# [ASSIGNED TASK]
Reproduce exactly, from the line containing "Shelf-audit tool: tag the black", every line down to the end of the data below.

# [DATA]
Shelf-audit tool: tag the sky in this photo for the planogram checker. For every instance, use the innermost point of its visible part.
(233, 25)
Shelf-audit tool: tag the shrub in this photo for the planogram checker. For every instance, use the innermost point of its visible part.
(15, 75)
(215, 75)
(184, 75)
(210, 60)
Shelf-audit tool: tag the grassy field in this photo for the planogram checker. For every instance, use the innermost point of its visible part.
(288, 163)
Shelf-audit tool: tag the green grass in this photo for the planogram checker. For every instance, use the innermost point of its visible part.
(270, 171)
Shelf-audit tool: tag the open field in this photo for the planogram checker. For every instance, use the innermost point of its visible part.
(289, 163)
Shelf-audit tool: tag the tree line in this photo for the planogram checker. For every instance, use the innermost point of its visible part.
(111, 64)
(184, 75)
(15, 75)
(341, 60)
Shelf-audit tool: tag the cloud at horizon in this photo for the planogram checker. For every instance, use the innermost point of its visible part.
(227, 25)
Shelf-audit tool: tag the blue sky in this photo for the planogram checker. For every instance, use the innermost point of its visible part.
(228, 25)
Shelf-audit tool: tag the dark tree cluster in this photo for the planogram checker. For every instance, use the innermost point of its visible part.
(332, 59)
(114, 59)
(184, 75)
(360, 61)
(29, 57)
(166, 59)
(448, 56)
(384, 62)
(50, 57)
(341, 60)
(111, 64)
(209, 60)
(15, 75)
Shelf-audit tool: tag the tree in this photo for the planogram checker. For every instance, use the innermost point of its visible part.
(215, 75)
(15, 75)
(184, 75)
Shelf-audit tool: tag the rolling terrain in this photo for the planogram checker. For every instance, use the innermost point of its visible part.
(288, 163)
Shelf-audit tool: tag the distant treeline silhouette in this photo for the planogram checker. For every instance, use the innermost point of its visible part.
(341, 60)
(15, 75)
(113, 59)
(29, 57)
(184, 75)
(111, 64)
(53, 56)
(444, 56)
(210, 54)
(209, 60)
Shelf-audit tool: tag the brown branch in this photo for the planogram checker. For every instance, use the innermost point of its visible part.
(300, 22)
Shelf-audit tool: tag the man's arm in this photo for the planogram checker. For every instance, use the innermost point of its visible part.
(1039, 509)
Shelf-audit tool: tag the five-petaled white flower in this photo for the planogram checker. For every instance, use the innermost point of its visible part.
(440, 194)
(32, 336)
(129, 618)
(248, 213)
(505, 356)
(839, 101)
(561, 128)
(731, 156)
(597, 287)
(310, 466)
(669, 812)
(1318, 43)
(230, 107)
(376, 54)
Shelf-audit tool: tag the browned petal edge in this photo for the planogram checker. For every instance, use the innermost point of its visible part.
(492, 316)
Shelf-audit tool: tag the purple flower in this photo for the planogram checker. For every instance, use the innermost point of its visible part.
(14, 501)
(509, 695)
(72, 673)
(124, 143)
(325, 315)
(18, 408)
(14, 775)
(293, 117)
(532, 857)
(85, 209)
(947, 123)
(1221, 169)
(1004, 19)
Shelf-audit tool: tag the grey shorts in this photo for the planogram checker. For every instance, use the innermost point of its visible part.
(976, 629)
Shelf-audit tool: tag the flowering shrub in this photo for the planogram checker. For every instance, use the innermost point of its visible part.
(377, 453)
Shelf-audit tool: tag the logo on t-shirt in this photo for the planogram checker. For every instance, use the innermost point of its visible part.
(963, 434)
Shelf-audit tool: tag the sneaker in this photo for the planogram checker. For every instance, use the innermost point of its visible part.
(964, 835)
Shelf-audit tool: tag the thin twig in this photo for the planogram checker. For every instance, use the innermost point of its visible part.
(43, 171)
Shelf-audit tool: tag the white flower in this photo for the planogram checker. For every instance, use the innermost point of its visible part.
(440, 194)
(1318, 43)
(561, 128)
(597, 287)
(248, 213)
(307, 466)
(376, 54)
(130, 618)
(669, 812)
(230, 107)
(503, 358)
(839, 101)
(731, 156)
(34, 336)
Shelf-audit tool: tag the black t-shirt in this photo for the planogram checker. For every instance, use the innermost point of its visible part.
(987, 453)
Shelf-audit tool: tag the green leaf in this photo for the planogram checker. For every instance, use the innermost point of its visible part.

# [WRITTEN RESPONSE]
Shelf-audit tool: tag the black t-shirt in this photo for the planogram checker. For every instance, use the innermost point of its visible part.
(987, 453)
Shelf-audit tool: tag the green leaf in this photo for the planogram checker. For every instance, use the innermost point of its visible part.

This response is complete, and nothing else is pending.